Transcribe each entry below exactly. Pictures do not go in the copy.

(Image point annotation entries)
────

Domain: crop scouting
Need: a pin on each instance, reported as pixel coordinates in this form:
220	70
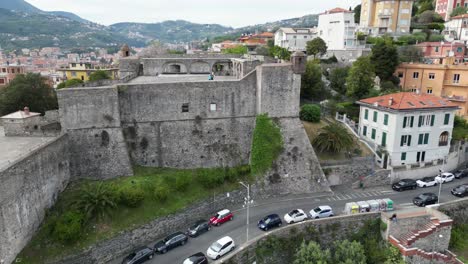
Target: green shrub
131	196
310	112
161	192
183	181
266	146
68	227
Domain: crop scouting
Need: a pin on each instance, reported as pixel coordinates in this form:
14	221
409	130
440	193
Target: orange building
447	80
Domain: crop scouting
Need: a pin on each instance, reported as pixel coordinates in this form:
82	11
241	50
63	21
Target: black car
170	242
425	199
139	256
198	258
269	222
405	184
200	227
460	191
461	174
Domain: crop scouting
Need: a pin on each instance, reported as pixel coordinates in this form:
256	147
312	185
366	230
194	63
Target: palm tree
333	138
95	200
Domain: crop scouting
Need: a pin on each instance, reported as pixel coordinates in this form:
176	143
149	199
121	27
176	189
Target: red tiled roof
408	101
337	10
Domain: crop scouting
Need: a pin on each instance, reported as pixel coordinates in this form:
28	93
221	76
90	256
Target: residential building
337	28
8	73
412	128
445	7
294	39
457	28
436	52
386	16
82	71
446	80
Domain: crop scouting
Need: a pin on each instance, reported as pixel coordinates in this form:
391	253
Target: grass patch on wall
78	219
267	144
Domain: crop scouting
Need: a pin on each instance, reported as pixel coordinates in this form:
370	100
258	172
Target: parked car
221	217
425	199
171	242
404	184
461	174
221	247
426	182
445	177
296	215
200	227
460	191
321	212
198	258
269	222
139	256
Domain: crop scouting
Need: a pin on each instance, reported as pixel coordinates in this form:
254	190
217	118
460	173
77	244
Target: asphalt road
237	227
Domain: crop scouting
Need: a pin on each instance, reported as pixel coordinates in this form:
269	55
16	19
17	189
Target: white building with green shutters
412	128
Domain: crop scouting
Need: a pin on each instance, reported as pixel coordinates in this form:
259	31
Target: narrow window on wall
185	108
213	107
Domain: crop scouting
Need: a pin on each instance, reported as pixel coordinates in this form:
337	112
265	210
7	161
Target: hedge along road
237	227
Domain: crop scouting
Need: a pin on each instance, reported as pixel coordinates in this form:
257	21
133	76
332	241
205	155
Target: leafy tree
95	200
310	112
312	86
360	80
236	50
357	14
384	57
333	138
28	90
410	54
280	53
349	252
316	47
70	83
98	75
311	253
459	11
338	79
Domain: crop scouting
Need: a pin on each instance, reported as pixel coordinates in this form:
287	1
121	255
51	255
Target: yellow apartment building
82	71
386	16
447	80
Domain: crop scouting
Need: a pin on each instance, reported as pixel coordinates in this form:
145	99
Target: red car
221	217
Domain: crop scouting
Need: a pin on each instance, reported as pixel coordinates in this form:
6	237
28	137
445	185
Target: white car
445	177
426	182
296	215
221	247
321	212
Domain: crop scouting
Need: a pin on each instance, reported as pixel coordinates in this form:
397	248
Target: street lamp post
247	202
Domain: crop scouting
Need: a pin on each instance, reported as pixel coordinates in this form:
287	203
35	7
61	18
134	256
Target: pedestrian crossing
358	195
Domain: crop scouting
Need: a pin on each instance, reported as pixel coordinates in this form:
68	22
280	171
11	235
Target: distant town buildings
386	17
82	71
445	7
294	39
412	128
447	80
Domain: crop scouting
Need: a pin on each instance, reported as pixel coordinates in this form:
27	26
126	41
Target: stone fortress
163	113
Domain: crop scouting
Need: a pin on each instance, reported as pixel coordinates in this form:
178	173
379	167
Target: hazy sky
235	13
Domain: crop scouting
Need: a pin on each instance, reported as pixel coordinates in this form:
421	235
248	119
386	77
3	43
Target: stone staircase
404	242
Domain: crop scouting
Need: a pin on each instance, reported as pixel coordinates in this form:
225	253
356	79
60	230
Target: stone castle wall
28	188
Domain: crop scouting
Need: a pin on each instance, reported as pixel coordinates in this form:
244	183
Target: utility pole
247	202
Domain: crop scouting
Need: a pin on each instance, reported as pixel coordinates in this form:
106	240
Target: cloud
231	13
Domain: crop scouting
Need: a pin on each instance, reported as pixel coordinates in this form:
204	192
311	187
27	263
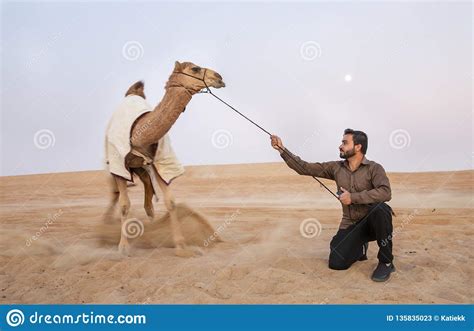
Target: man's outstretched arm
317	169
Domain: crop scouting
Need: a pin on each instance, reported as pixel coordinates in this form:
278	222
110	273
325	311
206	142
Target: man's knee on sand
337	262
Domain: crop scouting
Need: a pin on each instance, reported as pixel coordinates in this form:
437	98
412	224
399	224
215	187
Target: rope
208	90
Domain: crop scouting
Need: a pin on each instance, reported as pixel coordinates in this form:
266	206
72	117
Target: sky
400	71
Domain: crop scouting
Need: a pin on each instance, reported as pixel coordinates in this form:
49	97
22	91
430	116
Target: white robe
117	142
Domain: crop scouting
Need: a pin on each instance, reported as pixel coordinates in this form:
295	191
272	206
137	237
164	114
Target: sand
56	248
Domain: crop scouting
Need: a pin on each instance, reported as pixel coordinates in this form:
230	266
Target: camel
186	80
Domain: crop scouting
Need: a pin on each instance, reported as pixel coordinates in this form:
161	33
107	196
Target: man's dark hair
359	138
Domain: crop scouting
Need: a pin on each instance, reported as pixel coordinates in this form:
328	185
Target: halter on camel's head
137	89
194	78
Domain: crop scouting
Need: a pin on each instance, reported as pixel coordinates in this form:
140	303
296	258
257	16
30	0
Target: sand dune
55	247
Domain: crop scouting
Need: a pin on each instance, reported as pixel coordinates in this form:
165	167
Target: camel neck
152	126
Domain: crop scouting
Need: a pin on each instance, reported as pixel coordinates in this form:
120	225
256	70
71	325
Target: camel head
192	76
137	89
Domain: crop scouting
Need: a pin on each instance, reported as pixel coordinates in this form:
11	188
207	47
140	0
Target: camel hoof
151	218
183	251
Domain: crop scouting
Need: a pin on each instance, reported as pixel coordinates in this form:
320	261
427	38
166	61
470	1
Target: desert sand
56	248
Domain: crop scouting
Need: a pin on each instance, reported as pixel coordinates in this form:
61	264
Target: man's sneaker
382	272
365	247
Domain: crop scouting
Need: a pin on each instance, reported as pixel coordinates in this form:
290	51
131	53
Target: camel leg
148	203
114	195
124	203
178	239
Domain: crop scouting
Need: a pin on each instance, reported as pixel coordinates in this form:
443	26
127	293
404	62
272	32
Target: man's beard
348	154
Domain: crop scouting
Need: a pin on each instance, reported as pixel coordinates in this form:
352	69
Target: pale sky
400	71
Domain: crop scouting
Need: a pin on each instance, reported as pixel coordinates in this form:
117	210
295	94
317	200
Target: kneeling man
363	190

────

_Final result_.
Domain: crop scouting
Need: a pin on each instance, reported as pixel coordinates in this form:
220	70
Target: green shrub
131	196
310	112
161	192
183	181
266	146
68	227
Domain: crop scouting
Need: a pin on each instance, reported as pixel coordinates in this form:
14	221
409	130
440	193
Target: orange building
447	80
Domain: crop scouting
Need: a pin on each instance, reported as pixel coordinates in this form:
82	11
241	50
63	21
Target: black car
170	242
425	199
139	256
198	258
269	222
405	184
200	227
460	191
461	174
Domain: crop scouting
Need: a pin on each instance, reported as pixel coordinates in this form:
256	147
312	185
366	230
194	63
Target: palm tree
333	138
95	200
Domain: crop scouting
Need: a pin on each instance, reported as pixel coordinates in this form:
176	143
149	199
121	27
176	189
Target: red tiled roof
408	101
337	10
Domain: crop scouting
Need: a pin on each instance, reported as pixel coordinates in this form:
28	93
221	76
90	256
Target: residential building
337	28
8	73
412	128
445	7
294	39
457	28
436	52
386	16
82	71
446	80
Domain: crop scouting
Need: a pin on each instance, reported as pixel coordinates in this form:
391	253
Target: grass patch on wall
78	219
267	144
Domain: crop scouting
Need: a pin on each instance, reported as pixel coordinates in this form:
370	100
258	172
Target: parked car
221	217
425	199
171	242
404	184
461	174
221	247
426	182
445	177
296	215
200	227
460	191
321	212
198	258
269	222
139	256
Domain: crop scouting
Need: a pin on each instance, reported as pixel coordinates in this form:
254	190
217	118
460	173
77	244
Target: asphalt road
237	227
Domain: crop scouting
Need: a pin on each instance, reported as pixel coordinates in this form:
269	55
16	19
17	189
Target: white building with green shutters
412	128
Domain: crop scouting
Need: a pin on each instance, reported as pixel coordinates in this form:
259	31
Target: narrow window on wall
185	108
213	107
Domain: crop scouting
Need: a pin on each instance, reported as pixel coordinates in this form:
337	112
265	210
7	161
Target: hedge along road
237	227
Domain: crop scouting
Need: a pin on each instance, reported as pixel coordinates in this form:
257	21
133	76
332	241
205	155
Target: leafy tree
95	200
310	112
312	86
360	80
236	50
357	14
384	57
333	138
28	90
410	54
280	53
349	252
316	47
70	83
98	75
311	253
459	11
338	79
Domain: crop scouting
Need: a pin on each instance, reported as pixel coordinates in this form:
287	1
121	255
51	255
Target: yellow apartment building
82	71
386	16
447	80
Domain: crop scouting
Need: a pin on each instance, reported as pixel coordinates in this form:
145	99
Target: red car
221	217
Domain: crop scouting
Need: a pin on each instance, reported as pixel coordinates in this form:
6	237
28	137
445	185
Target: white car
445	177
426	182
296	215
221	247
321	212
Domain: crop scouting
Need: a pin on each instance, reported as pixel coordinates in this form:
397	248
Target: street lamp post
247	202
Domain: crop scouting
Need: a pin on each instance, reported as pixel coordinates in this form:
287	203
35	7
61	18
134	256
Target: pedestrian crossing
358	195
Domain: crop scouting
Need: a pin on each instance, reported as pixel coordinates in this form:
68	22
280	171
11	235
Target: distant town buildings
386	17
82	71
445	7
294	39
412	128
447	80
Domain: crop scouting
Need: a pin on each instance, reported as pixel coordinates in this form:
27	26
126	41
Target: stone fortress
163	113
Domain: crop scouting
Need: a pin on each instance, reported as pixel coordinates in this form:
178	173
379	167
Target: hazy sky
235	13
Domain: crop scouting
Need: a pin on each instance, reported as pixel coordinates in this form:
421	235
248	119
386	77
3	43
Target: stone staircase
404	242
Domain: crop scouting
Need: a pin on each instance, reported as pixel coordinates in this form:
225	253
356	79
60	230
Target: stone castle wall
28	188
Domain: crop scouting
Need: a pin on each instance, reported as pixel coordinates in this form:
244	183
Target: utility pole
247	202
Domain: crop scouting
Need: a pin on each instance, reported as pixel coordinates in this form:
106	240
Target: cloud
231	13
Domain: crop scouting
Need: a pin on each instance, reported as pixel coordinates in this form:
204	192
311	187
27	263
Target: man's outstretched arm
317	169
Domain: crop scouting
Need: a pin on each instance, reported as pixel coordinates in this form:
278	222
110	273
325	311
206	142
Target: man's knee on sand
337	262
Domain: crop scouting
Need: a pin on each instance, reported as pixel coordinates in this form:
437	98
412	224
399	224
215	187
Target: rope
208	90
Domain: crop scouting
Need: a pin on each instance, reported as pixel coordinates in this form:
266	206
72	117
Target: sky
400	71
Domain: crop scouting
Need: a pin on each instance, reported as pixel coordinates in this form:
49	97
22	91
430	116
Target: white robe
117	142
Domain: crop scouting
Need: a pin on each instance, reported as pixel coordinates in this form:
295	191
272	206
137	237
164	114
Target: sand
56	248
Domain: crop scouting
Need: a pin on each instance, reported as pixel coordinates in this form:
230	266
Target: camel
186	80
Domain: crop scouting
Need: a pin on each instance, reported as pixel coordinates in this form:
161	33
107	196
Target: man's dark hair
359	138
Domain: crop scouting
Need: a pin on each instance, reported as pixel coordinates in this form:
328	185
Target: halter on camel's head
137	89
194	78
Domain: crop scouting
Need: a pin on each instance, reported as pixel coordinates in this form:
140	303
296	258
257	16
30	0
Target: sand dune
55	247
Domain: crop scouting
Need: a pin on each instance, reported as pixel coordinates in this form:
165	167
Target: camel neck
152	126
Domain: crop scouting
Need: a pin on each instance, reported as pixel coordinates in this form:
120	225
256	70
71	325
Target: camel head
192	76
137	89
Domain: crop scouting
Need: a pin on each instance, reported as pixel coordinates in this form:
11	188
207	47
140	0
Target: camel hoof
151	218
183	251
Domain: crop scouting
Need: a pin on each instance, reported as pixel coordinates in this form:
320	261
427	38
166	61
470	1
Target: desert sand
56	248
Domain: crop scouting
Need: a pin on each instance, reported as pixel coordinates in this form:
61	264
Target: man's sneaker
382	272
365	247
Domain: crop scouting
Need: a pin on each instance, reported as pixel coordinates in this form:
290	51
131	53
Target: camel leg
148	203
114	195
124	203
178	239
Domain: crop scouting
Need: a pin on each instance, reported as pixel coordinates in this form:
443	26
127	293
404	62
272	32
Target: man's beard
348	154
Domain: crop scouting
Need: a pin on each instance, reported as pixel coordinates in this form:
352	69
Target: pale sky
400	71
Domain: crop scouting
Need: a pin on each instance, reported as pixel coordinates in this form:
117	210
295	94
317	200
Target: kneeling man
363	190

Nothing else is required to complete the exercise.